▶ _YOUR INSTRUCTIONS_: Find each line in the entries below that contains the word "surface" and copy those lines out in full.

***** SUPPLIED RECORDS *****

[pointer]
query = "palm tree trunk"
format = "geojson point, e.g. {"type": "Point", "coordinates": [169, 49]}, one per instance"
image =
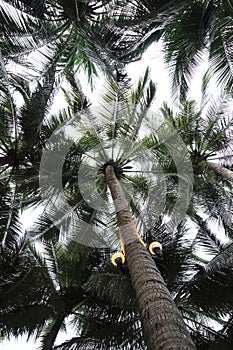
{"type": "Point", "coordinates": [162, 323]}
{"type": "Point", "coordinates": [50, 338]}
{"type": "Point", "coordinates": [224, 172]}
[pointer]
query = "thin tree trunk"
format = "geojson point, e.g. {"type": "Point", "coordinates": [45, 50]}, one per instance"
{"type": "Point", "coordinates": [163, 326]}
{"type": "Point", "coordinates": [50, 338]}
{"type": "Point", "coordinates": [224, 172]}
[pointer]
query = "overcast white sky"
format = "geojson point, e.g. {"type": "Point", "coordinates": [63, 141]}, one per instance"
{"type": "Point", "coordinates": [154, 59]}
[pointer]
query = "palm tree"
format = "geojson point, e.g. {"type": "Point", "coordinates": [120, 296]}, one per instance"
{"type": "Point", "coordinates": [75, 33]}
{"type": "Point", "coordinates": [206, 134]}
{"type": "Point", "coordinates": [189, 31]}
{"type": "Point", "coordinates": [152, 295]}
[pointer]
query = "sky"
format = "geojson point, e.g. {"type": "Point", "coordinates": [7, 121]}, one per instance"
{"type": "Point", "coordinates": [154, 59]}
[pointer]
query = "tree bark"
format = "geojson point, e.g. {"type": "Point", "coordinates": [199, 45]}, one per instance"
{"type": "Point", "coordinates": [224, 172]}
{"type": "Point", "coordinates": [50, 338]}
{"type": "Point", "coordinates": [162, 323]}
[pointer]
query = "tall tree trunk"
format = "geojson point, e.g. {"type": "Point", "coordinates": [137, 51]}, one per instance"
{"type": "Point", "coordinates": [163, 326]}
{"type": "Point", "coordinates": [50, 338]}
{"type": "Point", "coordinates": [224, 172]}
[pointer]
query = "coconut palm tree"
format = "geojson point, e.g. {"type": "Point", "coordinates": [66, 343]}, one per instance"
{"type": "Point", "coordinates": [41, 289]}
{"type": "Point", "coordinates": [118, 135]}
{"type": "Point", "coordinates": [189, 31]}
{"type": "Point", "coordinates": [75, 33]}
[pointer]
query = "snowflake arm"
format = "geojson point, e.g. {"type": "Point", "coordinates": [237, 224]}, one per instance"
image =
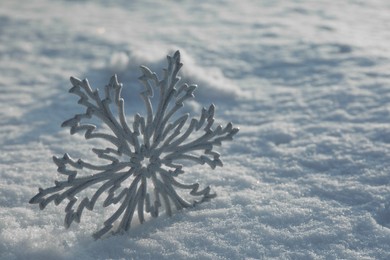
{"type": "Point", "coordinates": [140, 168]}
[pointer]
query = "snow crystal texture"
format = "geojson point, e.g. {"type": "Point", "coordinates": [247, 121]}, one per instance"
{"type": "Point", "coordinates": [307, 82]}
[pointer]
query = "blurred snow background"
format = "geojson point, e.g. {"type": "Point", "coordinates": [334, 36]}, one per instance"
{"type": "Point", "coordinates": [307, 82]}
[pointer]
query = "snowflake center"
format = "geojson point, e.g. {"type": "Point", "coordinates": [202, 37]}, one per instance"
{"type": "Point", "coordinates": [145, 162]}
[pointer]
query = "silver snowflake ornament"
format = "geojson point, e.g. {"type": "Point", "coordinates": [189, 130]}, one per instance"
{"type": "Point", "coordinates": [138, 171]}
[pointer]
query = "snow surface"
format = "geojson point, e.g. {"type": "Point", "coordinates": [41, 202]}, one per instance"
{"type": "Point", "coordinates": [307, 82]}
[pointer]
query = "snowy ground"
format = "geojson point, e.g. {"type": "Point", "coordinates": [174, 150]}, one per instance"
{"type": "Point", "coordinates": [307, 82]}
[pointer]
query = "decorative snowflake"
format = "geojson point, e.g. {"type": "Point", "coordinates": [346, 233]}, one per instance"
{"type": "Point", "coordinates": [145, 158]}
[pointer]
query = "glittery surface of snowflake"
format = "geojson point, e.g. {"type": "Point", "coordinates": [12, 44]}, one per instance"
{"type": "Point", "coordinates": [143, 159]}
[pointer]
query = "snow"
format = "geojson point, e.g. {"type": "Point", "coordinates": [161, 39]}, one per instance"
{"type": "Point", "coordinates": [307, 82]}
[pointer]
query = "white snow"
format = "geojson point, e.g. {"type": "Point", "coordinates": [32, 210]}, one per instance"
{"type": "Point", "coordinates": [307, 82]}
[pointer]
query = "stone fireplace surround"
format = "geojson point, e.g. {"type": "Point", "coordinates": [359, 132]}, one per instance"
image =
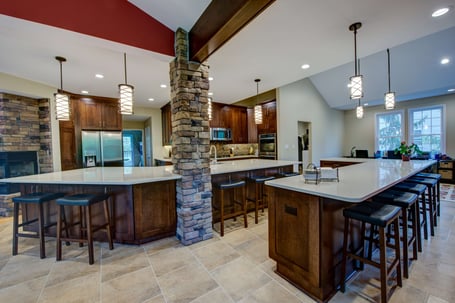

*****

▶ _FULL OUTPUT_:
query = "snow surface"
query = "glittery surface of snowflake"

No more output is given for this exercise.